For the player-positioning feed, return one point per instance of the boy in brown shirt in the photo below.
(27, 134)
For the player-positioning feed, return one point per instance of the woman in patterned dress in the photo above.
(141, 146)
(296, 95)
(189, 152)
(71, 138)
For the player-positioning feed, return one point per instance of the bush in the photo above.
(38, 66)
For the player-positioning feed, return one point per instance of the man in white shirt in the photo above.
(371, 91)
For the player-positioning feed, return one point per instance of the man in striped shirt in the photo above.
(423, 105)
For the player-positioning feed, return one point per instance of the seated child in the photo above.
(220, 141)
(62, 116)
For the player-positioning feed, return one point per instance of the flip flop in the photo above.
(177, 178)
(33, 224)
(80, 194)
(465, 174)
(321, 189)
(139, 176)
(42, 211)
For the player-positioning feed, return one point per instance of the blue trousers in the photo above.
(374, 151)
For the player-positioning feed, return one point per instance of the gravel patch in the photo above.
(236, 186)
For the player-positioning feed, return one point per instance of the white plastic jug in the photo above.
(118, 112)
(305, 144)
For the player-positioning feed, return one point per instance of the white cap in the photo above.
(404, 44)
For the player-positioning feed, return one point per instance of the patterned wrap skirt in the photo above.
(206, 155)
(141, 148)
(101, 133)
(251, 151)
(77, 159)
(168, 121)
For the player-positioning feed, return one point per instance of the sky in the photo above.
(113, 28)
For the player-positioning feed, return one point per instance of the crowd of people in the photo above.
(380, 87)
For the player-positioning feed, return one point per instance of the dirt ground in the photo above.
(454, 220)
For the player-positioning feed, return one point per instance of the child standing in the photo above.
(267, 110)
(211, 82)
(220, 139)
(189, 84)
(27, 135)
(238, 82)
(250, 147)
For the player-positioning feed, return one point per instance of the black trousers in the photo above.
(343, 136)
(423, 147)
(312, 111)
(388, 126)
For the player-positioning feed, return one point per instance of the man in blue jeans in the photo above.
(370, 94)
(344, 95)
- - - - -
_GOAL_.
Could you repeat every one of the rows above with "player-positioning feed" swapped for "crowd-mapping feed" and nothing else changed?

_SOLVED PROBLEM_.
For the crowd-mapping feed, return one point per instance of the boy in brown shirt in the photo below.
(27, 134)
For the crowd-mapping feed, return one point per instance of the woman in patterned dress in the photo above.
(141, 146)
(296, 95)
(189, 152)
(71, 138)
For the crowd-mapping feed, return one point per instance of the bush in the photo above.
(38, 66)
For the crowd-mapping feed, return one point per instance of the man in white shirt in the photo above.
(371, 91)
For the crowd-mapping feed, return one point per instance of the man in striped shirt in the photo above.
(423, 105)
For the crowd-mapping feed, return one point per instance of the seated child in the photo above.
(220, 141)
(62, 116)
For the crowd-mapping feed, return one point per instance of the flip flop in the photo above.
(177, 178)
(33, 224)
(80, 194)
(465, 174)
(321, 189)
(139, 176)
(42, 211)
For the crowd-mapping feed, return one point per instance of the blue trousers in the photo above.
(374, 151)
For the crowd-mapping feed, return one point per instance of the gravel patch in the photo above.
(236, 186)
For the crowd-mapping feed, return one point per instance of the white plastic jug in the photo above.
(118, 112)
(305, 144)
For the crowd-mapping feed, return one point per instance of the white cap in the photo above.
(404, 44)
For the crowd-mapping feed, return one point per instance of the patterned wrap skirt in the photo above.
(206, 155)
(141, 148)
(101, 133)
(251, 151)
(77, 159)
(168, 121)
For the crowd-mapping feed, return one point per instance of the sky in the photo above.
(113, 28)
For the crowd-mapping feed, return one point per instance of the crowd of people in the photo above.
(380, 87)
For the crowd-mapping feed, return one point per instance of the dirt ground in the photo above.
(454, 220)
For the crowd-mapping feed, return one point per instance of the child standing in the photo above.
(267, 110)
(211, 82)
(220, 139)
(189, 84)
(27, 135)
(238, 82)
(250, 147)
For the crowd-mapping feed, return one point per instance of the black trousers in the photo above.
(343, 136)
(423, 147)
(312, 111)
(388, 126)
For the crowd-mapping feed, return one point per instance of the man in blue jeans in the photo above.
(370, 94)
(344, 95)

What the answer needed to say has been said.